> Task directions: What lines of the data below include the word "clear"? Report them by copying each.

#### Data

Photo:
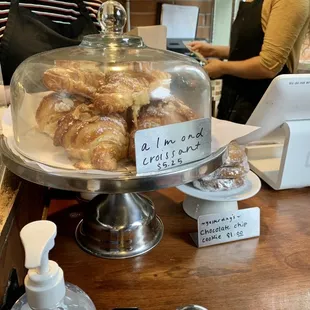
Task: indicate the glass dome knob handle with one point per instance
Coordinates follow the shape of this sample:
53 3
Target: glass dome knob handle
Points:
112 17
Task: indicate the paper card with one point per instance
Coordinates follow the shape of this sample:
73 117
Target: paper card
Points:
227 227
170 146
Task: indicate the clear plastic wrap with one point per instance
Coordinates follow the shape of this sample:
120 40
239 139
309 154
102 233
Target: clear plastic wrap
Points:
229 176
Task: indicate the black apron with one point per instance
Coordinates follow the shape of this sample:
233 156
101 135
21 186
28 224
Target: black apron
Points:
27 33
241 96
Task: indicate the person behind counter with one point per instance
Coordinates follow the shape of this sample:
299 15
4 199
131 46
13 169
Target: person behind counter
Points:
33 26
266 40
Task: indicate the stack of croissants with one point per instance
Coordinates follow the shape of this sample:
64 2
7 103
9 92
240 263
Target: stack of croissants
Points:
94 113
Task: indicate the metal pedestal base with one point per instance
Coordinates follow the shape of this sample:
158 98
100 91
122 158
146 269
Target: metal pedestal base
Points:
119 226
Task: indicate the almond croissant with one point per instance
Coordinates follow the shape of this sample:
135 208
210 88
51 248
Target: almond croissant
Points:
159 113
127 89
53 107
73 81
95 141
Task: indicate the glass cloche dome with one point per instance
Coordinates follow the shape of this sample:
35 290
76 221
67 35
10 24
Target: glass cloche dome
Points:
79 107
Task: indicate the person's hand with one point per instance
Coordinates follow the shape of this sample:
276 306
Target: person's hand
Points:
214 68
205 49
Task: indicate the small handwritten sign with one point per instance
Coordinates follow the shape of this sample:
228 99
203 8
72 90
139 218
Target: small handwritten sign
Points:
227 227
170 146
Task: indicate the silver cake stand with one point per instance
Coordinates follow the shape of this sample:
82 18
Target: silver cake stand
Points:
119 222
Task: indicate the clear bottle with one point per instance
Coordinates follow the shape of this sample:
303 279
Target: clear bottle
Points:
44 283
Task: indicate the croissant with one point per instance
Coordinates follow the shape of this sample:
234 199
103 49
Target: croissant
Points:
127 89
92 140
52 108
159 113
73 81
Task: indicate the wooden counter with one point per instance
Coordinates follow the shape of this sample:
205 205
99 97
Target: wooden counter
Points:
272 272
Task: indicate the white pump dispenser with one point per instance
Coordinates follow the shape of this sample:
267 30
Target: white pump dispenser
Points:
45 285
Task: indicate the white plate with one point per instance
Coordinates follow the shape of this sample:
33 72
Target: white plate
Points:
251 188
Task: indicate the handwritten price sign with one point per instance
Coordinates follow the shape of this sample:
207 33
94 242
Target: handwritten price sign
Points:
170 146
227 227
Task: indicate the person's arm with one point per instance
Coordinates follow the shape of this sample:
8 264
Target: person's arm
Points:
286 21
209 50
248 69
221 51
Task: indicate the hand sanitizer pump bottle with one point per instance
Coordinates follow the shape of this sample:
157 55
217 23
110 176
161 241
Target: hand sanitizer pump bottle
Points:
44 283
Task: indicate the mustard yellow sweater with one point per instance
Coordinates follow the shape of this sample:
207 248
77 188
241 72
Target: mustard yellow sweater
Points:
285 23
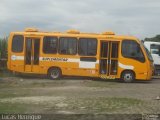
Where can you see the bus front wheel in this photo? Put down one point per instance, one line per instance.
(128, 76)
(54, 73)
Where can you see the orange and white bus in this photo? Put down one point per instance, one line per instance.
(73, 53)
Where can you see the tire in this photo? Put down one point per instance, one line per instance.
(128, 76)
(54, 73)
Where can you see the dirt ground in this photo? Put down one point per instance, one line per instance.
(73, 95)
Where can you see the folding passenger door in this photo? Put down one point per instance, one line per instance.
(109, 59)
(32, 50)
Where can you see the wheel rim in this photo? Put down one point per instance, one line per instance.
(54, 73)
(128, 77)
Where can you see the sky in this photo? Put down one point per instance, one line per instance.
(140, 18)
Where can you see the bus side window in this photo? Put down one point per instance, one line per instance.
(68, 46)
(50, 45)
(131, 49)
(87, 46)
(17, 43)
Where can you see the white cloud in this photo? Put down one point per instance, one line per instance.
(131, 17)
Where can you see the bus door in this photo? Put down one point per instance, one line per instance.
(109, 59)
(32, 46)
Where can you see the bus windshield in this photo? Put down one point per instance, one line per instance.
(155, 49)
(147, 52)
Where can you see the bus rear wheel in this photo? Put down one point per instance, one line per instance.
(54, 73)
(128, 76)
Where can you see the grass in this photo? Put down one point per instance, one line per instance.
(79, 105)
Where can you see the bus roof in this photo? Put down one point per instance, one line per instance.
(73, 33)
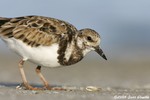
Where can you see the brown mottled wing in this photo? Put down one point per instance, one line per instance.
(35, 30)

########

> Task result:
Task: indicate the clear plastic wrap with one point per instance
Target: clear plastic wrap
Task: indicate the clear bottle with one point per instance
Target: clear bottle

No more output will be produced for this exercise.